**WRITTEN REQUEST**: Reproduce every one of the entries below verbatim, line for line.

**MATERIAL SHOWN**:
+===+

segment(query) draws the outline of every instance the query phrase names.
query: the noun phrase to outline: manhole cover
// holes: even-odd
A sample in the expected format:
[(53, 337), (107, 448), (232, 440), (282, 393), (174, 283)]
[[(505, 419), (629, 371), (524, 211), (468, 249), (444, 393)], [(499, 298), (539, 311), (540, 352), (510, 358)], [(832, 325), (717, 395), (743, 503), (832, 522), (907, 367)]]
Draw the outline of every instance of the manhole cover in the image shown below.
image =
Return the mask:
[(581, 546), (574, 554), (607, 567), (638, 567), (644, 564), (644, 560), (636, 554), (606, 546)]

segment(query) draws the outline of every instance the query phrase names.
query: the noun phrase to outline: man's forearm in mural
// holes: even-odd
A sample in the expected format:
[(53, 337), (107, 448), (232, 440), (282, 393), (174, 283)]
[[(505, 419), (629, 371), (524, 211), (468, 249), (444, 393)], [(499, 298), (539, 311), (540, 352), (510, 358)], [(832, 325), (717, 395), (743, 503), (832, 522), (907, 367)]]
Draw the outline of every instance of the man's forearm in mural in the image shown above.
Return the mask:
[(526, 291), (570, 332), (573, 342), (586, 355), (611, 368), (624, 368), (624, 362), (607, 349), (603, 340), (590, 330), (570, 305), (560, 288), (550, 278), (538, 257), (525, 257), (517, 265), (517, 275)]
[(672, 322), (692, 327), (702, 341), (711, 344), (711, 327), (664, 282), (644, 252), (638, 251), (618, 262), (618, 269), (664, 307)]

+===+

**SOLUTION BELOW**:
segment(query) draws the outline of every instance the query phrase names.
query: the noun phrase to outline: manhole cover
// holes: even-odd
A sample in the expected format:
[(53, 337), (107, 448), (232, 440), (282, 393), (174, 283)]
[[(505, 419), (629, 371), (524, 211), (468, 249), (444, 393)], [(499, 298), (539, 311), (540, 352), (510, 358)], [(832, 325), (717, 395), (743, 503), (832, 522), (907, 367)]]
Draw the outline of every instance of the manhole cover in the image shown below.
image =
Return the mask:
[(581, 546), (574, 554), (607, 567), (638, 567), (644, 564), (644, 560), (636, 554), (606, 546)]

segment(query) draws the outline of every instance the query phrase names.
query: the noun phrase to outline: man's forearm in mural
// holes: even-odd
A sample in the expected format:
[(53, 337), (107, 448), (232, 440), (282, 393), (174, 283)]
[[(505, 419), (629, 371), (524, 211), (468, 249), (444, 393)], [(499, 298), (539, 311), (540, 352), (510, 358)], [(832, 325), (717, 395), (743, 503), (832, 522), (907, 367)]]
Draw the outline of every instance of the man's forearm in mural in the image shown above.
Return the mask:
[(526, 291), (570, 332), (573, 342), (586, 355), (611, 368), (624, 368), (624, 362), (607, 349), (603, 340), (590, 330), (570, 305), (560, 288), (550, 278), (538, 257), (525, 257), (517, 265), (517, 275)]
[(672, 322), (692, 327), (702, 341), (711, 344), (711, 327), (664, 282), (644, 252), (638, 251), (618, 262), (618, 269), (664, 307)]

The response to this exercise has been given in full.